PAGE EXTRACT:
* Begin *

XML 135 R15.htm IDEA: XBRL DOCUMENT v2.4.0.8
Commitments and Contingencies
6 Months Ended
Jun. 30, 2013
Commitments And Contingencies Disclosure [Abstract]  
Commitments and Contingencies

Note 8. Commitments and Contingencies

Leases

Capital Leases

We entered into direct financing transactions with the State of Rhode Island and received proceeds from the issuance of industrial revenue bonds totaling $5,000,000 to finance the construction of our pilot manufacturing facility in Rhode Island. The related lease agreements are structured such that lease payments fully fund all semiannual interest payments and annual principal payments through maturity in August 2014. The interest rate for the remaining bond series is 9.5%. The bond contains certain restrictive covenants which limit, among other things, the payment of cash dividends and the sale of the related assets. The outstanding principal was approximately $231,000 at June 30, 2013 and $331,000 at December 31, 2012.

Operating Leases

We lease various real properties under operating leases that generally require us to pay taxes, insurance, maintenance, and minimum lease payments. Some of our leases have options to renew.

* End *

REQUIREMENTS:
• a. Reproduce word for word the portion of the commitments and contingencies note starting at "Note 8. Commitments" and ending at "at December 31, 2012.".
• b. Carry on the commitments and contingencies note, beginning after its last sentence.
The listing after the commitments and contingencies note is separate material.

DATA LINES:
* Begin *

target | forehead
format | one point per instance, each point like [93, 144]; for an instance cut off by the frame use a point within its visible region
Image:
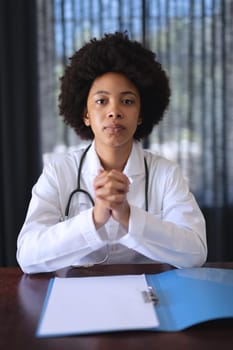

* End *

ANSWERS FOR THE EXERCISE:
• a.
Note 8. Commitments and Contingencies

Leases

Capital Leases

We entered into direct financing transactions with the State of Rhode Island and received proceeds from the issuance of industrial revenue bonds totaling $5,000,000 to finance the construction of our pilot manufacturing facility in Rhode Island. The related lease agreements are structured such that lease payments fully fund all semiannual interest payments and annual principal payments through maturity in August 2014. The interest rate for the remaining bond series is 9.5%. The bond contains certain restrictive covenants which limit, among other things, the payment of cash dividends and the sale of the related assets. The outstanding principal was approximately $231,000 at June 30, 2013 and $331,000 at December 31, 2012.

• b.
Operating Leases — California

In September 2010, we entered into a two-year sublease agreement with Caliper Life Sciences, Inc., for approximately 13,200 square feet in a facility located in Mountain View, California. In June 2012, the sublease term was extended to September 30, 2013. We will pay approximately $1,081,000 in aggregate as rent over the term of the lease.

In December 2010, we entered into a commercial lease agreement with BMR-Gateway Boulevard LLC (BMR), as landlord, for approximately 43,000 square feet of office and research space at BMR’s Pacific Research Center in Newark, California. The initial term of the lease is approximately eleven and one-half years and includes escalating rent payments which we recognize as lease operating expense on a straight-line basis. We will pay approximately $17,869,000 in aggregate as rent over the term of the lease to BMR. Deferred rent for this facility was approximately $1,420,000 as of June 30, 2013, and approximately $1,389,000 as of December 31, 2012.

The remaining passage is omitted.